[start DATA LINES]

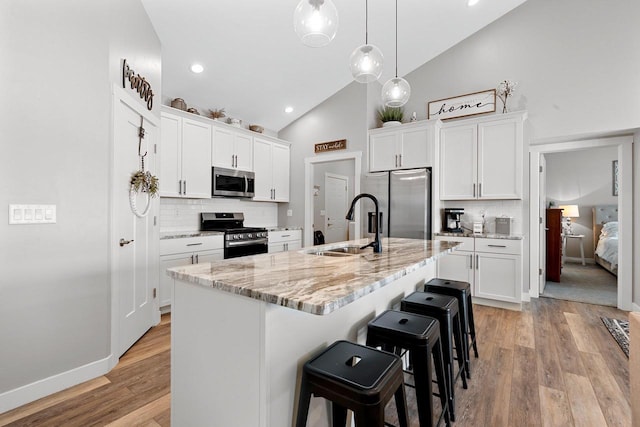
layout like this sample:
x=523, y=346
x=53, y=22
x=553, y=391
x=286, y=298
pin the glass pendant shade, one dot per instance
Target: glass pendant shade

[end DATA LINES]
[start DATA LINES]

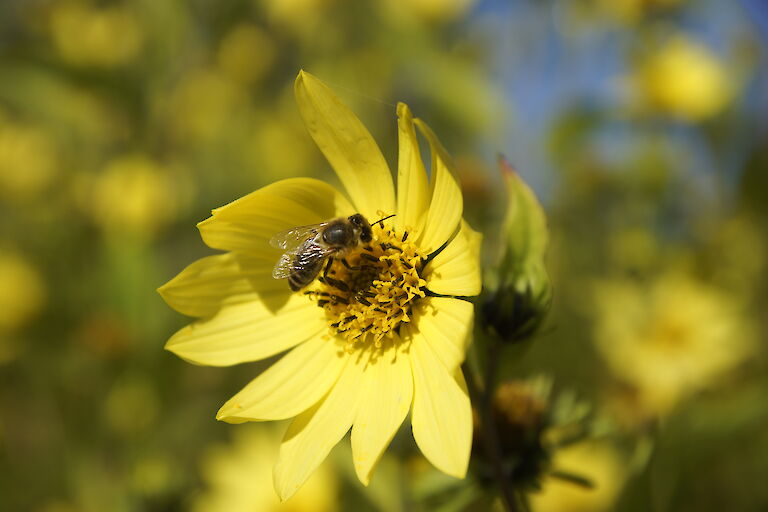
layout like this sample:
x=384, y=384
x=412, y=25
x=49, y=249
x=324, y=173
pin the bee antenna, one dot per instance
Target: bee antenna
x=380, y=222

[end DATA LINES]
[start DATA LINES]

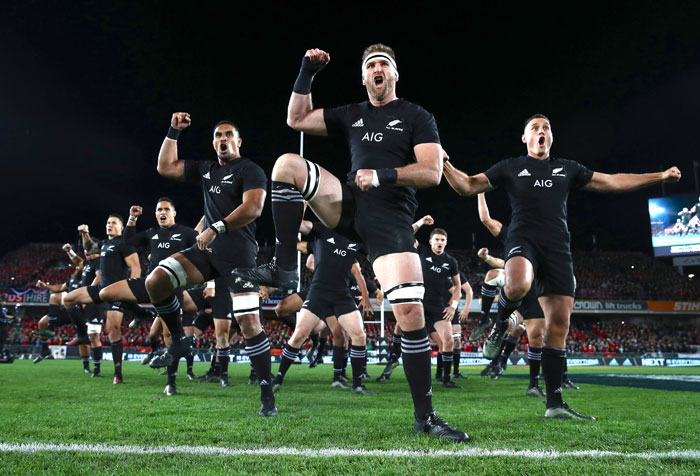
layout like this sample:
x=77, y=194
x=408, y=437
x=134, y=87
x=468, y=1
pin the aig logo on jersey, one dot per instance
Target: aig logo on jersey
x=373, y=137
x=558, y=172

[end DATA LINES]

TASK REQUIREMENTS >>
Count the lines in the rows above that contain the string "antenna", treating uppercase and lowercase as different. Give only the number.

ANSWER TO THIS TASK >>
2